- _Work required_
Return all the data below as it stands, minus the pictures.

- _Given data_
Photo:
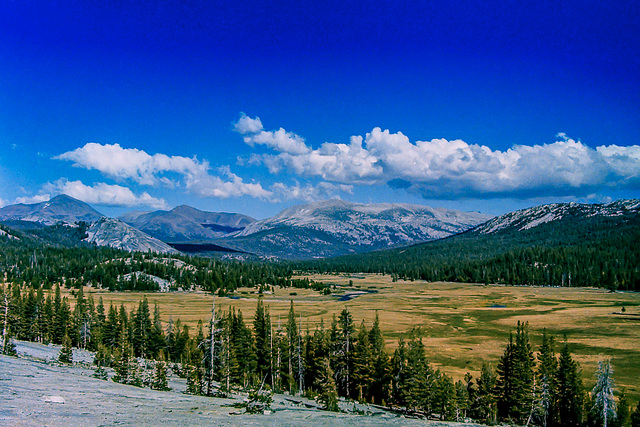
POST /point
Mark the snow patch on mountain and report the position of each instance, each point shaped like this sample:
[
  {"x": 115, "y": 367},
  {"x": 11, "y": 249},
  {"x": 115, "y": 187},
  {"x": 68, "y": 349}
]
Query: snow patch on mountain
[
  {"x": 526, "y": 219},
  {"x": 383, "y": 224},
  {"x": 117, "y": 234}
]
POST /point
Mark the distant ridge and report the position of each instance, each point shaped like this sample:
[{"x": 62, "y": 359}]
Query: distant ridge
[
  {"x": 117, "y": 234},
  {"x": 560, "y": 244},
  {"x": 335, "y": 227},
  {"x": 186, "y": 224},
  {"x": 60, "y": 209}
]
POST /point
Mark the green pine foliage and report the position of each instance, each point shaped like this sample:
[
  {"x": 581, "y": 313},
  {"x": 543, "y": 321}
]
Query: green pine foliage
[
  {"x": 635, "y": 417},
  {"x": 66, "y": 352},
  {"x": 577, "y": 251},
  {"x": 514, "y": 384}
]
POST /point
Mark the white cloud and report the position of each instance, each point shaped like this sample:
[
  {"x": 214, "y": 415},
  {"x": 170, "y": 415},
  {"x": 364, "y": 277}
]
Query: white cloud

- _Output_
Photo:
POST /point
Mark the snow patch on mountain and report the position of each instance, each point shaped like this sample:
[
  {"x": 115, "y": 367},
  {"x": 11, "y": 249},
  {"x": 115, "y": 187},
  {"x": 68, "y": 349}
]
Query: snow patch on mountain
[
  {"x": 526, "y": 219},
  {"x": 383, "y": 224},
  {"x": 117, "y": 234}
]
POST /point
Mark the distant ridge and report the position of each instance, each point shaped like this sample:
[{"x": 62, "y": 359}]
Query: distant ridge
[
  {"x": 117, "y": 234},
  {"x": 560, "y": 244},
  {"x": 335, "y": 227},
  {"x": 186, "y": 224},
  {"x": 60, "y": 209}
]
POST /point
Mark the green pine foliage and report the position of each instance, each point shaped like this sample:
[
  {"x": 581, "y": 313},
  {"x": 543, "y": 321}
]
Query: green pine foliage
[
  {"x": 635, "y": 417},
  {"x": 66, "y": 352},
  {"x": 577, "y": 251},
  {"x": 514, "y": 384}
]
POST /point
Mark the white cloud and report the position of each instance, each point shaped like this sample:
[
  {"x": 214, "y": 415},
  {"x": 170, "y": 415},
  {"x": 364, "y": 277}
]
Query: white cloud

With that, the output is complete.